RECORDS FOR THE EXERCISE:
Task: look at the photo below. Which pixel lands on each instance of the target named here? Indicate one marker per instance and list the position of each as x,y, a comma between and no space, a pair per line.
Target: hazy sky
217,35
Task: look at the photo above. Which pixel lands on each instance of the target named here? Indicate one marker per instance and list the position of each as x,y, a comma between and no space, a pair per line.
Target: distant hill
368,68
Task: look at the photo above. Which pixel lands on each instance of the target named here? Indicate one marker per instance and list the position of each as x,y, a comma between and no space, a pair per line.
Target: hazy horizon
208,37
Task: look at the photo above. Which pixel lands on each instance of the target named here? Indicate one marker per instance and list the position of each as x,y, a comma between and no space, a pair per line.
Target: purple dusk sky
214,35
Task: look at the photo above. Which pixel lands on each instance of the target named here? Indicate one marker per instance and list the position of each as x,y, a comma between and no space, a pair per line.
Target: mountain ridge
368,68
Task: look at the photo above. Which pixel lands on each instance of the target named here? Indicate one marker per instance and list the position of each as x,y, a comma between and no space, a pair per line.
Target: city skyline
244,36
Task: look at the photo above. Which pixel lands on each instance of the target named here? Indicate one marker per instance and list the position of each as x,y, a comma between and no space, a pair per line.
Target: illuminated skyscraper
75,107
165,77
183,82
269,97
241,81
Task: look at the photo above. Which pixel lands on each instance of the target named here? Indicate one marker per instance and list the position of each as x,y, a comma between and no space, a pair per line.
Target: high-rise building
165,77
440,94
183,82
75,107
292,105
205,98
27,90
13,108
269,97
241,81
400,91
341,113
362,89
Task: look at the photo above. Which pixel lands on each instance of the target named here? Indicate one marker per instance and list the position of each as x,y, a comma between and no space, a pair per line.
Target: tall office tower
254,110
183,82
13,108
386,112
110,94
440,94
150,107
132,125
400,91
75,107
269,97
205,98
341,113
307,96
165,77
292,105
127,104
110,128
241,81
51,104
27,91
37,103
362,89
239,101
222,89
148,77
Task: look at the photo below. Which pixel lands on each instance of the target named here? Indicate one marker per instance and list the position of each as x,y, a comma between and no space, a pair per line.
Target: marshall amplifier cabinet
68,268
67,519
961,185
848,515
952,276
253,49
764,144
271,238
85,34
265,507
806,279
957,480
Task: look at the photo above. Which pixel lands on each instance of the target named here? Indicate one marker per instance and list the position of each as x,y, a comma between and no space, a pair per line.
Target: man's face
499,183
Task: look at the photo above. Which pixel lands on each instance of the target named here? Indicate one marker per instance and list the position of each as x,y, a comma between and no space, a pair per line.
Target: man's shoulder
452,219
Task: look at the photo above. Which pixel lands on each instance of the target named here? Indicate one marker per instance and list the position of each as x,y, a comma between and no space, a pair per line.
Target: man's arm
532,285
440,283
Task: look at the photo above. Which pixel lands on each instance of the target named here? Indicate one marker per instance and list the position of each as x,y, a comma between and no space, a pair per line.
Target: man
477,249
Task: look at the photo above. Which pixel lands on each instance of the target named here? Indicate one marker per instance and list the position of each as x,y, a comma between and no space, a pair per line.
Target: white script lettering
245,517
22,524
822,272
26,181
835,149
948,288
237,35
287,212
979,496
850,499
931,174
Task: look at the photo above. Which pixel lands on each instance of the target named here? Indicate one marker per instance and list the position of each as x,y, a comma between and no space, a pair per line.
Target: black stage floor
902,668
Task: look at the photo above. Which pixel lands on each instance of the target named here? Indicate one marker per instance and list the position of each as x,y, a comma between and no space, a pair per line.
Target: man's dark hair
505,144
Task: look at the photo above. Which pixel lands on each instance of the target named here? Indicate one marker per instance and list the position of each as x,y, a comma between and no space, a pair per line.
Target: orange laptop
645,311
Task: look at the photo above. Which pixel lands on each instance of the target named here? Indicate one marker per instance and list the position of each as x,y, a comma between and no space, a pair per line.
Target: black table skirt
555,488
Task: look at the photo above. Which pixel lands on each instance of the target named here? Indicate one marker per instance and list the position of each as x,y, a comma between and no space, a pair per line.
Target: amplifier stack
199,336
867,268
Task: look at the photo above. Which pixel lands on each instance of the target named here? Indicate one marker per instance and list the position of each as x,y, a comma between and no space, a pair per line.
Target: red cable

WHAT YOU HAVE TO DO: Go through the records above and retype each one exactly.

TASK RESPONSE:
Task: look at the photo below. Which pixel lands on each instance of the target named here? Indicate one marker per instance and list the position of each as x,y, a comma between and no space, a pair per line.
Target: hazy sky
217,35
Task: look at the photo above. Which pixel lands on each instance of the target named here? Indicate one marker per instance and list the position of each as x,y, a comma between and no space, a pair per line.
Target: distant hill
368,68
Task: look at the photo above. Which pixel lands on each instance of the target named here? Indicate one marker per instance and list the position of each as x,y, a comma between and no space, a pair per line.
Target: hazy horizon
208,37
Task: look at the photo above. Which pixel lands on each instance of the target named here? Indicate one marker per instance and list the position of each as x,y, a comma between and no space, a pair per line.
Target: purple dusk sky
214,35
Task: look at the photo above. Which pixel lands on each instance of the target named here? Indicate one marker per instance and list the position of each as x,y, a comma between and no space, a pair per line.
Target: mountain ridge
368,68
Task: look at the photo above. Which pixel lands on each instance of the target named here? Indicate one marker per instance and list the position of each as x,y, a comma between and no space, a pair per line.
Target: city skyline
244,36
Task: look at the photo above. Which pixel lands on each instance of the target named here? Indicate one marker per instance and list the position of each as x,y, a comma between and no space, a pair per line.
Target: illuminated skyscraper
75,107
165,77
183,82
269,97
241,81
Task: look at the photo above. Which pixel lands on each instance of the target named here? Indicate one marker per instance and list the position of each as x,y, a comma between and no space, a pair per line.
Target: high-rise building
165,77
440,94
183,82
75,107
292,105
205,98
27,90
13,108
269,97
241,81
400,91
341,113
362,89
Task: look at the photo above. Which pixel lands on each instance of the target named here? Indicate one marker per instance and list the position of each as x,y, a comma between and no space, a pair per line.
Target: tall office tower
254,110
183,82
13,108
386,112
110,94
440,94
150,107
132,125
400,91
75,107
269,97
205,98
341,113
307,96
165,77
292,105
127,104
110,128
241,81
51,104
27,91
37,103
362,89
239,101
222,89
148,77
Task: look at the photo below. Which pixel lands on each instance of the target named here? Indicate one marker per instance and list the position of each as x,y, a comma between and no space, a pair per line.
Target: marshall amplifier cabinet
68,268
67,519
961,185
848,515
952,276
253,49
764,144
271,238
85,34
265,507
806,279
957,480
Task: look at the photo above. Which pixel lands on each instance of the target named here? Indicate one marker per instance and list the position of each as x,y, a comma between and no space, a pair per line.
Target: man's face
499,183
Task: look at the photo above. Which pixel lands on each instance of the target named here? Indicate one marker per instance and list the position of each as x,y, a comma between and no space, a pair per line.
Target: man's shoulder
452,219
Task: look at the photo above. Which pixel lands on each instance of the target named here? Indicate one marker per instance and list the position of each as x,y, a comma between and no space, a pair per line.
Target: man's arm
532,285
440,283
Task: look at the photo above. Which pixel lands on each instance of the target named here? Indicate one marker per instance and list the position of each as x,y, a comma between and no space, a pair per line.
Target: man
477,249
Task: look at the photo above. Which pixel lands on each instance of the target named here? Indicate one marker per instance and list the position of each as x,y, a comma between and no space, a pair per line.
Target: white script lettering
245,517
22,524
822,272
26,181
835,149
948,288
237,35
287,212
979,496
850,499
931,174
Task: look at the photo above. Which pixel lands on each instance of the target named here? Indicate one marker per instance and list the position of each as x,y, a comma between and no space, a pair per line.
Target: black stage floor
902,668
Task: look at the photo above. Which pixel lands on each instance of the target named here? Indicate one marker per instance and list the position of each as x,y, a comma between and no space, a pair per line.
Target: man's dark hair
505,144
Task: look at the photo above. Which pixel lands on each instance of the target named here? Indicate one marker per instance and list the position of each as x,y, a comma between and no space, a pair per line.
Target: orange laptop
645,311
Task: look at the photo above. Which pixel lands on each instance of the target named here? Indicate one marker per instance and list the position of each as x,y, a comma between and no space, a pair per line.
Target: black table skirt
555,488
Task: look at the photo above. Which pixel lands on each instance of the target named here? Indicate one marker per instance and list the position of each as x,y, a comma between and no space, a pair per line.
Target: amplifier stack
199,336
867,268
Task: look at the photo above. Which pixel lands on each instance of the target named here? Indicate one marker per instance and list the position of each as x,y, a comma between and no space, a pair per line.
Target: red cable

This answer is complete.